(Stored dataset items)

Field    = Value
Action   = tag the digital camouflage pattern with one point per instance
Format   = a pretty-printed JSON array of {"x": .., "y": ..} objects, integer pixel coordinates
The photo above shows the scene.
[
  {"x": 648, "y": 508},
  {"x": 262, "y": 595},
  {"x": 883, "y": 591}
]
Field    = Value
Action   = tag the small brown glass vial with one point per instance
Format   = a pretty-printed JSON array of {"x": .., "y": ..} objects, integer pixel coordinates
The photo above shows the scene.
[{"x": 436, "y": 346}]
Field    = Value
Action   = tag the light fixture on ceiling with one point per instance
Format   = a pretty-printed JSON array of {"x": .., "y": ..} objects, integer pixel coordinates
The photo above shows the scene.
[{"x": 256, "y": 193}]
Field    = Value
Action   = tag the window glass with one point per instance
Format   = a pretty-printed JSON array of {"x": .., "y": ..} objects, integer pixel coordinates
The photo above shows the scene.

* * *

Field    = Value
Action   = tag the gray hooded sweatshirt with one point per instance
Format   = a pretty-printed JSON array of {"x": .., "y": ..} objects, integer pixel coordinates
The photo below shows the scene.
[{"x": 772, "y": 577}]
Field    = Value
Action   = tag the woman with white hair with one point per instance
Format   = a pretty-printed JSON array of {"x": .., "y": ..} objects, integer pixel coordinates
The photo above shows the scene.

*TASK*
Pull out each line of the records above that contains the word "glass", and copy those lines out.

*ANSWER IN FULL*
Action   = tag the small brown glass vial with one point per instance
Action   = tag the window glass with one point per instance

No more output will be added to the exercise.